Aim of the exercise: Extract, exactly as written, all lines of the material below from the line that includes "Exercise. Mark the wooden bed frame" through its last line.

— BEGIN —

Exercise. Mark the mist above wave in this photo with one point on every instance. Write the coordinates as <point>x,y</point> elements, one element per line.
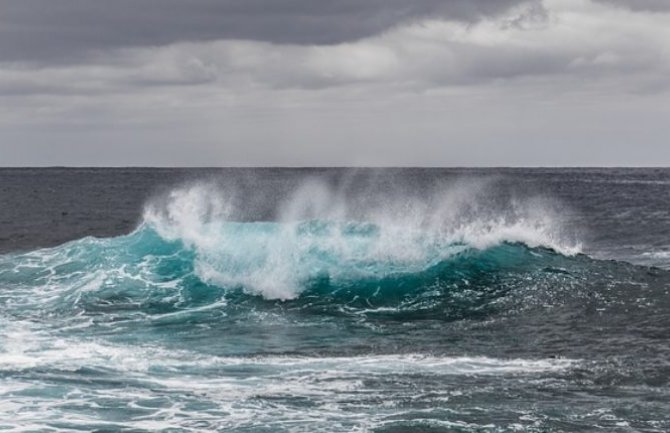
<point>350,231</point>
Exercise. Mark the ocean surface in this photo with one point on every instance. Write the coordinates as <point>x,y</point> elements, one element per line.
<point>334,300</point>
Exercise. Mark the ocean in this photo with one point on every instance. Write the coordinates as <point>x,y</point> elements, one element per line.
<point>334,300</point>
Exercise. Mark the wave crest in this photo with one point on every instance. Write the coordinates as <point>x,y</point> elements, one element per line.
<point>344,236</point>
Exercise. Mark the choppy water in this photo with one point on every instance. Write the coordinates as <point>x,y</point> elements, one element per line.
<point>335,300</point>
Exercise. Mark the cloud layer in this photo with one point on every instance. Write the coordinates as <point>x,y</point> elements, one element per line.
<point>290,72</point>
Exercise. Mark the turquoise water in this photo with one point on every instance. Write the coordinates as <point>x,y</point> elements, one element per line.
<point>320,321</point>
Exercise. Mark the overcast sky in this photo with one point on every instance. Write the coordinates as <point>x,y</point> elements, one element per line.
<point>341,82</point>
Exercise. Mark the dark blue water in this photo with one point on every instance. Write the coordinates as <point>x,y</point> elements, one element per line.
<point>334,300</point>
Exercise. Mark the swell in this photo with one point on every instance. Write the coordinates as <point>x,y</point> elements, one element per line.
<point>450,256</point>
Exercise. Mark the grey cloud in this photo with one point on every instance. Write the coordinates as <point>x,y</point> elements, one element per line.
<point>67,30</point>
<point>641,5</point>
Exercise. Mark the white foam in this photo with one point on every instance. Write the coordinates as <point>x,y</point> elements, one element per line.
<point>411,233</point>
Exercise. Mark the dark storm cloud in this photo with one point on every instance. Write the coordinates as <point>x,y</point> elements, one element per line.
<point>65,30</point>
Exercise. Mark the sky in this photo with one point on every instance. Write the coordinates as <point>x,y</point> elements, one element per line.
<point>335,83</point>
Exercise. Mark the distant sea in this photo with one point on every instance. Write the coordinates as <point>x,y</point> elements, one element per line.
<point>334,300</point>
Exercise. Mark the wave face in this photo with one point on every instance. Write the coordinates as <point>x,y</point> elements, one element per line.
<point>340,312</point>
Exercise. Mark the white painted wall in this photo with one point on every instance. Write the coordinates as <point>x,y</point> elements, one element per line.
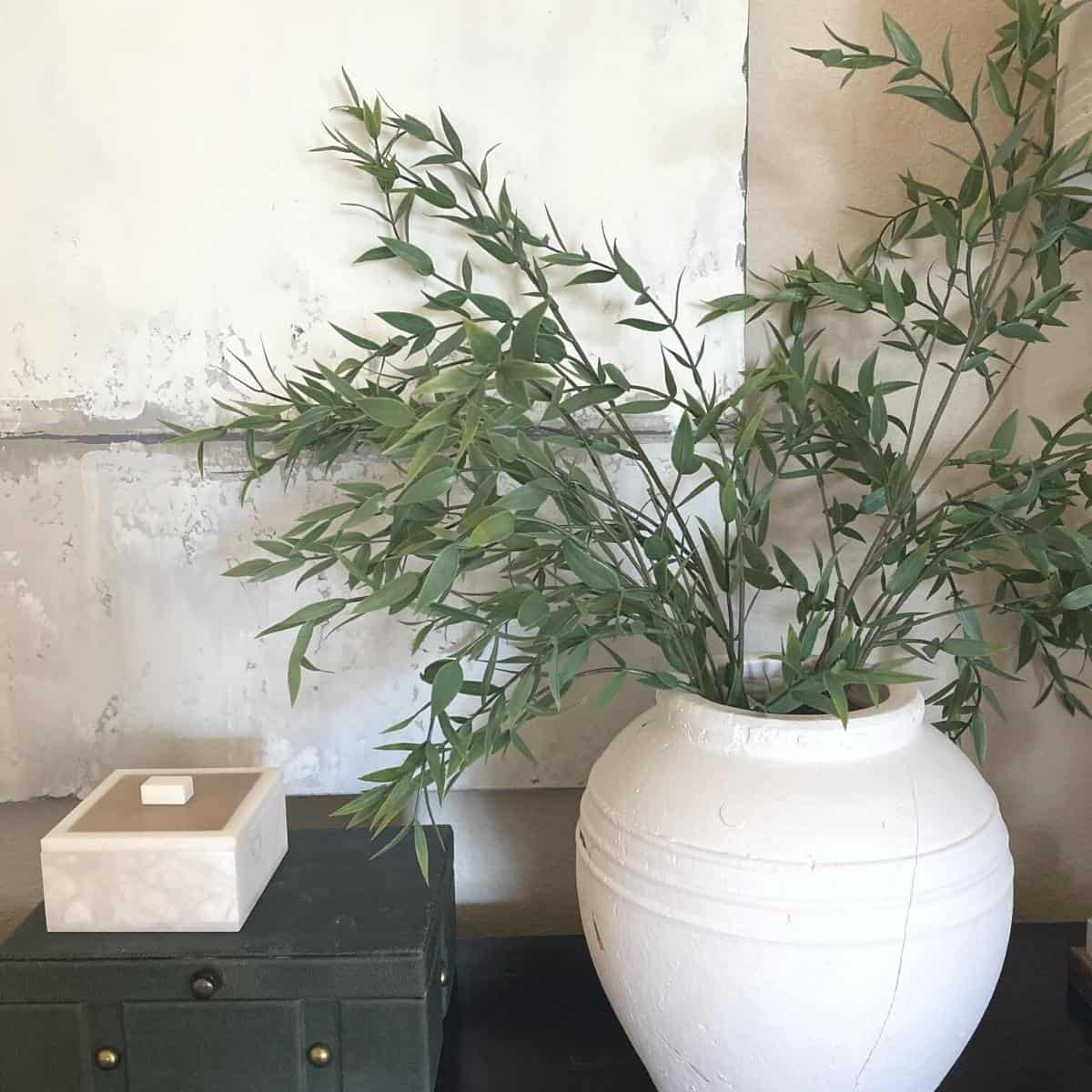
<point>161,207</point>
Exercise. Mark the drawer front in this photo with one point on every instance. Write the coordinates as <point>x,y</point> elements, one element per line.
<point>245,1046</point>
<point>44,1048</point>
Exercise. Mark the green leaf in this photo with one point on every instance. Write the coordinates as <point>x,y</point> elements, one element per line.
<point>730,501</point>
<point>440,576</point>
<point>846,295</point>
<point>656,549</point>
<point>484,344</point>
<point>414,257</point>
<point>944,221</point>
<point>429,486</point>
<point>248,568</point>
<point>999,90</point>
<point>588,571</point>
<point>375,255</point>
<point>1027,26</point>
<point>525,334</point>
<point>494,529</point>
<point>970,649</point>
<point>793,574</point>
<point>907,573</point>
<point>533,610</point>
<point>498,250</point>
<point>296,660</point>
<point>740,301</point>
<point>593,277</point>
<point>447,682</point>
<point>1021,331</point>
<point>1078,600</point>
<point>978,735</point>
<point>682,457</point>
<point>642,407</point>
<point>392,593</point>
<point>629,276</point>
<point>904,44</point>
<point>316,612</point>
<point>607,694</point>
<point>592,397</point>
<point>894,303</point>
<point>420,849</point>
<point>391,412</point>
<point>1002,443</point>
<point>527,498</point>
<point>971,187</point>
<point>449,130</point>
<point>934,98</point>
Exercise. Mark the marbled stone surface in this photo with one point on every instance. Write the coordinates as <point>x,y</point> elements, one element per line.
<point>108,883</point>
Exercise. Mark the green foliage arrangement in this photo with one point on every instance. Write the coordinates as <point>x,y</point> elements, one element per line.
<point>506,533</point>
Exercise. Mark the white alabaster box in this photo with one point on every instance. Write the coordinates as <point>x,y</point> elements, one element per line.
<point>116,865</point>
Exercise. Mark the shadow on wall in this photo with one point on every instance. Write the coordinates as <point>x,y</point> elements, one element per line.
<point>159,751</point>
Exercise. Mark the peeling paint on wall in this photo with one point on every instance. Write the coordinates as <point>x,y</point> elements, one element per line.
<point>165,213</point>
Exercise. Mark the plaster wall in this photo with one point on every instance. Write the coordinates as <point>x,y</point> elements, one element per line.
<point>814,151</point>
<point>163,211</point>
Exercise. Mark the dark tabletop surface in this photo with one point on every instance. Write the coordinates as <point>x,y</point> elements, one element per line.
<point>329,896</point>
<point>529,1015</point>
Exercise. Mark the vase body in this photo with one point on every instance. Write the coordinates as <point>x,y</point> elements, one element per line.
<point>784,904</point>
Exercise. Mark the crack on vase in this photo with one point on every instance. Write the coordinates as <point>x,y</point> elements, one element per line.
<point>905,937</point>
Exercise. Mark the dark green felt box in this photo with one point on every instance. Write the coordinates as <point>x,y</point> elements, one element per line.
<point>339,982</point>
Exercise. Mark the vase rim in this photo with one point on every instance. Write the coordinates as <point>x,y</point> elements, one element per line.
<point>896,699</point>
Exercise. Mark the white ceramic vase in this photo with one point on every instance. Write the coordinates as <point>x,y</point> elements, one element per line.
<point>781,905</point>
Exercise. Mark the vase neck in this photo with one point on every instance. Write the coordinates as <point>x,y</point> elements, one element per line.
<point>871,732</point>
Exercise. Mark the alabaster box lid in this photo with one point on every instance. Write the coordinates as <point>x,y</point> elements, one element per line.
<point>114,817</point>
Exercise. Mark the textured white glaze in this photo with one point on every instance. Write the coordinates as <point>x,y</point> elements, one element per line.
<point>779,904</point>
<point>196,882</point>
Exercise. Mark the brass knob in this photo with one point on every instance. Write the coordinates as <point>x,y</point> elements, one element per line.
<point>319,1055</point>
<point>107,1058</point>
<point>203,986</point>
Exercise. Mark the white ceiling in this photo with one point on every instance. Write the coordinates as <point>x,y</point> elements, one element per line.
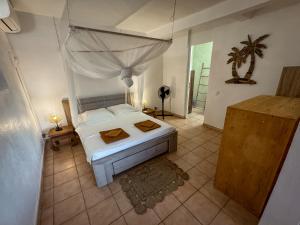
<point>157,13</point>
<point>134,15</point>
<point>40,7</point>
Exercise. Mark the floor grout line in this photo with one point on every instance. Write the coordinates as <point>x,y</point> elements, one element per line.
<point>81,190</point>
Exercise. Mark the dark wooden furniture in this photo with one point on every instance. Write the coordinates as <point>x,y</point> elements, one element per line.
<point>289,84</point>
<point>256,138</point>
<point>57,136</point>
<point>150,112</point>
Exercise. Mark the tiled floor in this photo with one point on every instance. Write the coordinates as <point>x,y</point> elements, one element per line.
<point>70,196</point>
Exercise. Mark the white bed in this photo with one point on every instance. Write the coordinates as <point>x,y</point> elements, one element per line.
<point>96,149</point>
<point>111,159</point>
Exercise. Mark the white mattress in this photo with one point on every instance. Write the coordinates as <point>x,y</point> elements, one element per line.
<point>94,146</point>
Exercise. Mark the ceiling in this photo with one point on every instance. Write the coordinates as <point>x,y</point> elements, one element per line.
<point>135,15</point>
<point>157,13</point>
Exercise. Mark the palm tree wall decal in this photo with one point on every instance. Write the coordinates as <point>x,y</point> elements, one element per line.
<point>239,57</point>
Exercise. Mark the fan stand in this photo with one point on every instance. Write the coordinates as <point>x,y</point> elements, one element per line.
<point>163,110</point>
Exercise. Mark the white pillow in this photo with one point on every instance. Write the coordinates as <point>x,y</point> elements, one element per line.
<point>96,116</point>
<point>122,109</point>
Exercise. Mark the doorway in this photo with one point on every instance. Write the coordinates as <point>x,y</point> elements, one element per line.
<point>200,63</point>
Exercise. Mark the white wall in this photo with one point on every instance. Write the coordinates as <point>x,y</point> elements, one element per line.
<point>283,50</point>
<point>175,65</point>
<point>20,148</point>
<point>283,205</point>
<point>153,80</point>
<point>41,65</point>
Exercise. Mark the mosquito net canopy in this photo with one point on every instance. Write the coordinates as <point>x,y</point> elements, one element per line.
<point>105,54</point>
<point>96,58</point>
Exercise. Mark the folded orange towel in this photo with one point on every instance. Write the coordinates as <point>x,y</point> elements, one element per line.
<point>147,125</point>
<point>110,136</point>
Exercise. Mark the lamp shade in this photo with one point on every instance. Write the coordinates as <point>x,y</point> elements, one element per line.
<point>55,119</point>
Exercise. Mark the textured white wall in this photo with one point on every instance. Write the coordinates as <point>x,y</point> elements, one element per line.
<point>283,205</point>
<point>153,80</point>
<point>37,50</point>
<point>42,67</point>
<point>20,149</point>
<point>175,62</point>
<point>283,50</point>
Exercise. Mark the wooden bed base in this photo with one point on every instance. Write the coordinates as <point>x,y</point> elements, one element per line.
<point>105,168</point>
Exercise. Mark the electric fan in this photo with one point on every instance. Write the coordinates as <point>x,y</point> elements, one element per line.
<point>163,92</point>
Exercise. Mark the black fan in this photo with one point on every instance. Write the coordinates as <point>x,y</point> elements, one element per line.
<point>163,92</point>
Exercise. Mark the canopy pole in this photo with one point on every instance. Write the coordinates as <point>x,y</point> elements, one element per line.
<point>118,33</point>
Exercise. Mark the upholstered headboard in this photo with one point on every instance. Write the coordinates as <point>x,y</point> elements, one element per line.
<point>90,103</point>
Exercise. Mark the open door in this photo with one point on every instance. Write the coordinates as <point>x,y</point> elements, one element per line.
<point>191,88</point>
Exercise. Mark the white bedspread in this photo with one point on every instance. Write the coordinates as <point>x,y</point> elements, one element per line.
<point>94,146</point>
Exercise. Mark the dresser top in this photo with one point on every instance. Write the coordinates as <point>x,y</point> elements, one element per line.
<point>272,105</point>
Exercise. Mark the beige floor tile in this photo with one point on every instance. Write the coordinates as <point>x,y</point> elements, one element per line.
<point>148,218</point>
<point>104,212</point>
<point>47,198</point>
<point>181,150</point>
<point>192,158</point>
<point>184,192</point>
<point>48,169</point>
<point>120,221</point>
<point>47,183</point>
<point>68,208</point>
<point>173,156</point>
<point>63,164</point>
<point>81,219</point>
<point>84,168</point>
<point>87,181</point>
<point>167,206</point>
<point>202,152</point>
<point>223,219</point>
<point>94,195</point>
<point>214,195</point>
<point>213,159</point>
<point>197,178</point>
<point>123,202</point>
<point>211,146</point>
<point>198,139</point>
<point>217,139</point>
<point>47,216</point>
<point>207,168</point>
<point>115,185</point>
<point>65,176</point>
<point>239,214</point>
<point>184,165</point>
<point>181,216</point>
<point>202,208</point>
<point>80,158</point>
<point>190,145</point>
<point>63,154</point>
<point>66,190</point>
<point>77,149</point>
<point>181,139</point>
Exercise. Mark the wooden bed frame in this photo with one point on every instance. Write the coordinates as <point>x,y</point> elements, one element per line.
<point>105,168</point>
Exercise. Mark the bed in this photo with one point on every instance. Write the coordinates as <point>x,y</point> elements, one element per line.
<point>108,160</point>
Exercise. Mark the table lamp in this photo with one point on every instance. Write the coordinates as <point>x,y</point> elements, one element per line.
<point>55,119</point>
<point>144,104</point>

— END —

Result of this task:
Exercise. Mark the wooden bed frame in this photo with one point on every instance. Write the coordinates as <point>x,y</point> elements, one element per line.
<point>105,168</point>
Exercise. Mark the bed in this photo with one point on every instance. Write the coordinates as <point>x,y</point> elements, one element per line.
<point>108,160</point>
Exercise. Mark the table lamp in this photo with one point on every instance. Write the coordinates as <point>x,y</point> elements, one element per line.
<point>55,119</point>
<point>144,104</point>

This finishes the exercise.